#### TEXT SEGMENT ####
2014-03-21 Thread Edward Kmett
On Fri, Mar 21, 2014 at 7:38 AM, Simon Marlow marlo...@gmail.com wrote:

 Ok, I buy the argument that if we're already compiling everything, we
 shouldn't have to re-typecheck it all in Haddock. Of course if you're *not*
 already compiling everything, then the argument doesn't apply: Haddock does
 support generating documentation from source files without precompiling
 them, but I think if you ask the GHC API to load modules with -fno-code it
 should do the right thing: load up the .hi files if they're up to date, or
 typecheck the modules otherwise.


Definitely. That said, cabal installing a package with documentation is by
far the most common scenario, and that is the thing that could be sped up
the most here.
####
» **WHAT IS BEING ASKED**
Rewrite the mailing-list reply from "Ok, I buy the" up to and including "the most here.", putting "the documentation tool" wherever "Haddock" appears.
#### INFORMATION GIVEN ####
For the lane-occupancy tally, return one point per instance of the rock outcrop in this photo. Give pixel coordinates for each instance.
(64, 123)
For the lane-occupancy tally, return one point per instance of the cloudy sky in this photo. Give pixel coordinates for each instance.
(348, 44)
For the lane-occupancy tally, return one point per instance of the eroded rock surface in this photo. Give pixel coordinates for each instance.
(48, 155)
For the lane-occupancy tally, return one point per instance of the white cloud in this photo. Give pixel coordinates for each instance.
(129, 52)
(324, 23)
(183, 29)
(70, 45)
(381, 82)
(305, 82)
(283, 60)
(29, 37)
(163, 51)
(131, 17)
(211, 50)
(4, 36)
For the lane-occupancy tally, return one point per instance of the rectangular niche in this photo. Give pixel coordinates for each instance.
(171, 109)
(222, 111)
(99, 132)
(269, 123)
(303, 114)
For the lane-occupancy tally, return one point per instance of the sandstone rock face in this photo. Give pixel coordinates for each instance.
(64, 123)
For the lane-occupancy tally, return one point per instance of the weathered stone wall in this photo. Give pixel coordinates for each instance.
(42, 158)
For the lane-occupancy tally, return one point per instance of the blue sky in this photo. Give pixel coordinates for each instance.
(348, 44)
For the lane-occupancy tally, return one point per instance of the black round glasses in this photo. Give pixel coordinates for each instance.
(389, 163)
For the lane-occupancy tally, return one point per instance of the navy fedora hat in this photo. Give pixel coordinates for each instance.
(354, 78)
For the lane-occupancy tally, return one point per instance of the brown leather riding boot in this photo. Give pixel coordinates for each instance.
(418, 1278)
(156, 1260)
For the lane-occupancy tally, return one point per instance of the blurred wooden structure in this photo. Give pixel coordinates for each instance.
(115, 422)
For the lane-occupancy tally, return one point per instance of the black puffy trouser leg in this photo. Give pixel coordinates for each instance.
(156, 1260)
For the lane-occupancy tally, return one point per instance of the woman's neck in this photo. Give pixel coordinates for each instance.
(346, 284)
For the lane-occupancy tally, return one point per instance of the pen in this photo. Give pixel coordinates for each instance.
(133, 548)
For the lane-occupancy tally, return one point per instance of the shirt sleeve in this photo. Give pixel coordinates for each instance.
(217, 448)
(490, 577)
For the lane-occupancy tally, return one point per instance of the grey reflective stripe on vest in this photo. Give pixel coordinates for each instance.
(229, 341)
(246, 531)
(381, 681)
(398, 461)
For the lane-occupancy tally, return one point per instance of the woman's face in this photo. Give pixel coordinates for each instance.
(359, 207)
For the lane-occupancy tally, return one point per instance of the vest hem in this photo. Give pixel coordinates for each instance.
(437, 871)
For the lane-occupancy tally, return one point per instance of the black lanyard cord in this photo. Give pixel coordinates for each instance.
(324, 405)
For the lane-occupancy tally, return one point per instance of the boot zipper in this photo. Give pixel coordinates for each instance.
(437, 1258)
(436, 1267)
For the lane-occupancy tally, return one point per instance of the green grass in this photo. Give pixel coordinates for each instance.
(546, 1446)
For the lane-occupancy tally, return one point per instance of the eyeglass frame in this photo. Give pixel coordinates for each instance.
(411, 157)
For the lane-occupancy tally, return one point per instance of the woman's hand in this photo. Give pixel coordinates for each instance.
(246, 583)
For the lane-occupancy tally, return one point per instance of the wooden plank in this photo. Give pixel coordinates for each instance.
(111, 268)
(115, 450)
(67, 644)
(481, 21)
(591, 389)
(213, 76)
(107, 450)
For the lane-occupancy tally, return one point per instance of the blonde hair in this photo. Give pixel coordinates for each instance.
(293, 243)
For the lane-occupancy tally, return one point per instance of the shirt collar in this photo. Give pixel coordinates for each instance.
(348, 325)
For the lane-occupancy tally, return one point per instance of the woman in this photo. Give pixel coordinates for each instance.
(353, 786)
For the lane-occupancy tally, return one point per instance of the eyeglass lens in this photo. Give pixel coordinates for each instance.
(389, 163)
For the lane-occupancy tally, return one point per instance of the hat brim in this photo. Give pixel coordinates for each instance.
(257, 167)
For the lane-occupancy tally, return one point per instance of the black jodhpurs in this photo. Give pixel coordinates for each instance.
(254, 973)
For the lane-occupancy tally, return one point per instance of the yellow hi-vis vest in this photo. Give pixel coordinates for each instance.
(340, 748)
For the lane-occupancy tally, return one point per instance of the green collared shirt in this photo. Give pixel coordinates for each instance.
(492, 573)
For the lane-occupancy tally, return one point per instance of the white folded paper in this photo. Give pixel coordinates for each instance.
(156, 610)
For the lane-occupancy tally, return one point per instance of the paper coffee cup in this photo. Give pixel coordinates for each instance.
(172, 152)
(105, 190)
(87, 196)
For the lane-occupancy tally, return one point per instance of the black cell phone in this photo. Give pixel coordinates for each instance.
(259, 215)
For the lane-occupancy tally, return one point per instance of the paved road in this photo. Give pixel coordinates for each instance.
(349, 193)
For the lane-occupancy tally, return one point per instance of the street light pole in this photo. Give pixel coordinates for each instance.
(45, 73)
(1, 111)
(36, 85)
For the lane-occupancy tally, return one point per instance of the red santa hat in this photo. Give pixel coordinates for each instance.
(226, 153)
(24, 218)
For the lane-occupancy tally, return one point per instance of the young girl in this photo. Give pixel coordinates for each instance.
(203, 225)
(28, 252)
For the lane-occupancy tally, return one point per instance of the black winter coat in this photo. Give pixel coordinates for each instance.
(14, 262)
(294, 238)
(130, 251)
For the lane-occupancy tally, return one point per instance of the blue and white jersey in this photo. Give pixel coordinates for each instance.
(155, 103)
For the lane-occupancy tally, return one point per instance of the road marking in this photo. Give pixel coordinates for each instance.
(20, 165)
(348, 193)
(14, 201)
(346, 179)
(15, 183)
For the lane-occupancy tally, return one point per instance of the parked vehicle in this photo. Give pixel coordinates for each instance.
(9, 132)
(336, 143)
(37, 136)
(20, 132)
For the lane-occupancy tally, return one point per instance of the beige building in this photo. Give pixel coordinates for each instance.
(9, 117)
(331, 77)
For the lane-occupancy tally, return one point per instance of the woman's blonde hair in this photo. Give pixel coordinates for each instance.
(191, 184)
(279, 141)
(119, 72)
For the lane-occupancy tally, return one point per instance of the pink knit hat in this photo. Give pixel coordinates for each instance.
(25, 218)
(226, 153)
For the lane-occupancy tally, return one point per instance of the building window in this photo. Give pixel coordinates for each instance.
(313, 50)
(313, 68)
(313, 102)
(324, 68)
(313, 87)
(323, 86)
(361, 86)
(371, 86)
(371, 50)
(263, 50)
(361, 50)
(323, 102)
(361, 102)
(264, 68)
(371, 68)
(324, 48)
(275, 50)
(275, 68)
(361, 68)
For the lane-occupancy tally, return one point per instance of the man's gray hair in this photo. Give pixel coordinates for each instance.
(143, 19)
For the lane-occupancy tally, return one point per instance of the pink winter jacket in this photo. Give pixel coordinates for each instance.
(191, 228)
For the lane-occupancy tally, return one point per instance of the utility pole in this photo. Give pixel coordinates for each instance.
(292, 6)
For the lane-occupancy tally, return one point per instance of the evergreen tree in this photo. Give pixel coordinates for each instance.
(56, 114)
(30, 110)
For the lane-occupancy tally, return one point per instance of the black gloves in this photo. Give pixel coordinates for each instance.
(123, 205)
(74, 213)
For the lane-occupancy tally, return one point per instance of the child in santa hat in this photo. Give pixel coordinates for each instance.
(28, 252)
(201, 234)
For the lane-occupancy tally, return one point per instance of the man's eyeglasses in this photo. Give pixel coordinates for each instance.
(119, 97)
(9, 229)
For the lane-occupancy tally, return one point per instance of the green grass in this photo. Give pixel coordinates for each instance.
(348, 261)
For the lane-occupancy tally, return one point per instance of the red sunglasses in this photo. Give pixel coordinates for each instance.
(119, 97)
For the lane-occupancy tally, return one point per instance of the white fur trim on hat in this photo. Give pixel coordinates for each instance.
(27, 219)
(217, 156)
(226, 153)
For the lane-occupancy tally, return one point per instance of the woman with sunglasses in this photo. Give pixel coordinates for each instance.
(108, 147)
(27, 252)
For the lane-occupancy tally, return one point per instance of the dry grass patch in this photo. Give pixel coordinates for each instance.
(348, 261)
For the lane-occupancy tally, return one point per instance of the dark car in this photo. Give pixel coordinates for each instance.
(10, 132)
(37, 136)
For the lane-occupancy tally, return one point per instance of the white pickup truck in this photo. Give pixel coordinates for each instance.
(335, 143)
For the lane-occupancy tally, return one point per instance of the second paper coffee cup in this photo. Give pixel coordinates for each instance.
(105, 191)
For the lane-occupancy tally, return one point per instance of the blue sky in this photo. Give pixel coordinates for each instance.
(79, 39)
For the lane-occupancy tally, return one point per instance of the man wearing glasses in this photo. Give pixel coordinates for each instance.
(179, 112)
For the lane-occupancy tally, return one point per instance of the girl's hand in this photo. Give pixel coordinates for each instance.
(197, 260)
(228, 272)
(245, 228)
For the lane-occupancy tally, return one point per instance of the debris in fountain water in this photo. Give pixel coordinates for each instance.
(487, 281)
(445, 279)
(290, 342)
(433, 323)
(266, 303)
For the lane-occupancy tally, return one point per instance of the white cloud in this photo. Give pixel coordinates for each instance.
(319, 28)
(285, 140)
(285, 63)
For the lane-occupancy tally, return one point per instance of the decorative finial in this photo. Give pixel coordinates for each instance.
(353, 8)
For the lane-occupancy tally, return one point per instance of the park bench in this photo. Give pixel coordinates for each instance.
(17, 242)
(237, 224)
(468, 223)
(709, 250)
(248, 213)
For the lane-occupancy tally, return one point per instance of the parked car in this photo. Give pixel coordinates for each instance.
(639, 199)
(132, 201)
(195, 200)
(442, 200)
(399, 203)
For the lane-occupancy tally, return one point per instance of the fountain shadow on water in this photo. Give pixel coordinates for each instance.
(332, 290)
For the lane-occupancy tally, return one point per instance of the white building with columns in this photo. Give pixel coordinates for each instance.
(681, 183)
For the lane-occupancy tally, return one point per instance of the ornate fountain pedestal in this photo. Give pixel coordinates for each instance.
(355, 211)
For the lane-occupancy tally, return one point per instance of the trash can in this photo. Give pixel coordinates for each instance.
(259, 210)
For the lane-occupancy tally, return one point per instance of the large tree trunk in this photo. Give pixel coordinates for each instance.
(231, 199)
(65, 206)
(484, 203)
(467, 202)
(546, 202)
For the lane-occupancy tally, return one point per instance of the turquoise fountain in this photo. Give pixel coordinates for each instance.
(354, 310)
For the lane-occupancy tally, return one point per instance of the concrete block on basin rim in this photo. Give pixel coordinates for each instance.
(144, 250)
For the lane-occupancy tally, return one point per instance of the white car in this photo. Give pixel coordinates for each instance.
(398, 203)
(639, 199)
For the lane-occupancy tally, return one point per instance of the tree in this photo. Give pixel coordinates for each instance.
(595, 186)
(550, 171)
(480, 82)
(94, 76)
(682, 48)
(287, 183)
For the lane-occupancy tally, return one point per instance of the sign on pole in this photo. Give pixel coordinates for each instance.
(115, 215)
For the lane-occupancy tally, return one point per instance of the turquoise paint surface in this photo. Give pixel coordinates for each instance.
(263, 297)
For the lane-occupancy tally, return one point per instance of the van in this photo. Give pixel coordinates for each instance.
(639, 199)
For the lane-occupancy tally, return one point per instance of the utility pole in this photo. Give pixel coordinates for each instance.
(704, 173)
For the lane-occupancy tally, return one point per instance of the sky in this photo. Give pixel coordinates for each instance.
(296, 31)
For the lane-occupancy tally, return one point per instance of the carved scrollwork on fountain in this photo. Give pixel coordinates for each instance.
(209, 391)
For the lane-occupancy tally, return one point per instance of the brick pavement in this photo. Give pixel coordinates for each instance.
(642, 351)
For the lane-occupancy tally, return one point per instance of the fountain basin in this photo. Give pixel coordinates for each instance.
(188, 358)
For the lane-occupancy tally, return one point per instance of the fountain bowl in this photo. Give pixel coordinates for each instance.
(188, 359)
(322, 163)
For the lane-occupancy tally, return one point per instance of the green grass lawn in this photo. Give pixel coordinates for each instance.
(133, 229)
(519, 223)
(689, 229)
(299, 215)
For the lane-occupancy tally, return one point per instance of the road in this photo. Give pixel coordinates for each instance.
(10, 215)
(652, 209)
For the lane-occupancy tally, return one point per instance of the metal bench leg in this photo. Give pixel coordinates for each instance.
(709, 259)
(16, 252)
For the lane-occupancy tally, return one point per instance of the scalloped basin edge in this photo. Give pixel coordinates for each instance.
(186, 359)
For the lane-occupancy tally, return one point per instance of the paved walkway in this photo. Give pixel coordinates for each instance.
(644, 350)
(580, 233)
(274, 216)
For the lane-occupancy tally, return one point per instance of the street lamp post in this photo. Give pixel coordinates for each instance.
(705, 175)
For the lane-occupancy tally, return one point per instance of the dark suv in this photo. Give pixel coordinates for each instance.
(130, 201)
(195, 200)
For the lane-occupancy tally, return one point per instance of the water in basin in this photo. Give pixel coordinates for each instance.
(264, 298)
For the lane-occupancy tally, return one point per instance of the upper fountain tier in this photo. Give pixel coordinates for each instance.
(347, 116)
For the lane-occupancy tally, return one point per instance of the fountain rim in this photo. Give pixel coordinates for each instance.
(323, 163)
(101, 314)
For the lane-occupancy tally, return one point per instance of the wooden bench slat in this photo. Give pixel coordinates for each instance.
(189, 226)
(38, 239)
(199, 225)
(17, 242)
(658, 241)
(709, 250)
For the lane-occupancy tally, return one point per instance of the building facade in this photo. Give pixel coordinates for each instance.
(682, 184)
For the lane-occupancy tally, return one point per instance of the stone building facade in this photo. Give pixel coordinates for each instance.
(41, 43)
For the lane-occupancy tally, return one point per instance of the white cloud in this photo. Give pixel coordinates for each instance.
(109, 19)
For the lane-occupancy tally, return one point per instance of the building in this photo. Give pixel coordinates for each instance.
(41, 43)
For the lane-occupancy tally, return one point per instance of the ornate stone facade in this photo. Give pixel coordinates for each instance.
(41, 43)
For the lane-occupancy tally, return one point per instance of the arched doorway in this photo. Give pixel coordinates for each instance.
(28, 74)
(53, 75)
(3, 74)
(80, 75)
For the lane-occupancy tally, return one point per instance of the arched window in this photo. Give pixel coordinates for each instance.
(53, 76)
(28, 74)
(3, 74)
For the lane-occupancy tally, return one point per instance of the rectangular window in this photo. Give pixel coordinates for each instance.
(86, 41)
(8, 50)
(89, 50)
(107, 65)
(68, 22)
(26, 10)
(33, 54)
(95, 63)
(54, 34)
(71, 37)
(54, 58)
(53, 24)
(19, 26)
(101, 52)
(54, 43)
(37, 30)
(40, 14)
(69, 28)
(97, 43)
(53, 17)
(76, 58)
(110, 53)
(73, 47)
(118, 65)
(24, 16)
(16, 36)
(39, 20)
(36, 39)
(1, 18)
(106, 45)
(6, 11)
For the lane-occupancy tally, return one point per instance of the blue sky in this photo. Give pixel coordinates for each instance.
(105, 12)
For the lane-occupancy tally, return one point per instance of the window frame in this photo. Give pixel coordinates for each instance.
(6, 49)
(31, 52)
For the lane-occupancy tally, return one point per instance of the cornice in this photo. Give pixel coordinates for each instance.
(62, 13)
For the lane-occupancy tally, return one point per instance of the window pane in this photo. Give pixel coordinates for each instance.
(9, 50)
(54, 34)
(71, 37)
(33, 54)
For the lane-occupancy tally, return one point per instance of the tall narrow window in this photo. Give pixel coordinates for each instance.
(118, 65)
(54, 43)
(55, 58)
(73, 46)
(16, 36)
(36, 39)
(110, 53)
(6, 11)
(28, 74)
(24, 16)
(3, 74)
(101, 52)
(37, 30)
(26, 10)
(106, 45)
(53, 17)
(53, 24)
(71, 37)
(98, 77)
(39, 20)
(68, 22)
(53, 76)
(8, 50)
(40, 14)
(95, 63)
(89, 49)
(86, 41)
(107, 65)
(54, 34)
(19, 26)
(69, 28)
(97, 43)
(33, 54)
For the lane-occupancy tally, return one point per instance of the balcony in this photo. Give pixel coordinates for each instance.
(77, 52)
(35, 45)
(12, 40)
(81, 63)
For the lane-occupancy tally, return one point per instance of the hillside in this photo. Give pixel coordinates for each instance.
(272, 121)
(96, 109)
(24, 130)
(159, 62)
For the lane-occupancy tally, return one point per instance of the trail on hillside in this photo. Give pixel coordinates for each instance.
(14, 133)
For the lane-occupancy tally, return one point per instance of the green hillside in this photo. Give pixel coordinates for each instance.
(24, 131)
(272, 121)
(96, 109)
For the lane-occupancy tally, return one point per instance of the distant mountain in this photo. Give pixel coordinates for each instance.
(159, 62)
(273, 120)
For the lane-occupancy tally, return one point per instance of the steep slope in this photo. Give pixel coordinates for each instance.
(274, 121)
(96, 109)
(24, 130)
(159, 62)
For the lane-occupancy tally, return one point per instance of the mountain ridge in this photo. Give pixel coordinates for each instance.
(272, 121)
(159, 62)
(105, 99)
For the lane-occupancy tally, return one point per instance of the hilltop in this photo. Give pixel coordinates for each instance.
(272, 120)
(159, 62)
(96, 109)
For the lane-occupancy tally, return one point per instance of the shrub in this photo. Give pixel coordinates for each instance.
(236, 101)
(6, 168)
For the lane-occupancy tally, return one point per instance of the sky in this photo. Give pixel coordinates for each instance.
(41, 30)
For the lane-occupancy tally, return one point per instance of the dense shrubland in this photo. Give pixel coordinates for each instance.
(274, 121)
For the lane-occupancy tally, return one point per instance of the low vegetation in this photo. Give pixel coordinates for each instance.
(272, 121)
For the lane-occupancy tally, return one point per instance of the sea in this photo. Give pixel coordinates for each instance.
####
» **RESULT BELOW**
Ok, I buy the argument that if we're already compiling everything, we
 shouldn't have to re-typecheck it all in the documentation tool. Of course if you're *not*
 already compiling everything, then the argument doesn't apply: the documentation tool does
 support generating documentation from source files without precompiling
 them, but I think if you ask the GHC API to load modules with -fno-code it
 should do the right thing: load up the .hi files if they're up to date, or
 typecheck the modules otherwise.


Definitely. That said, cabal installing a package with documentation is by
far the most common scenario, and that is the thing that could be sped up
the most here.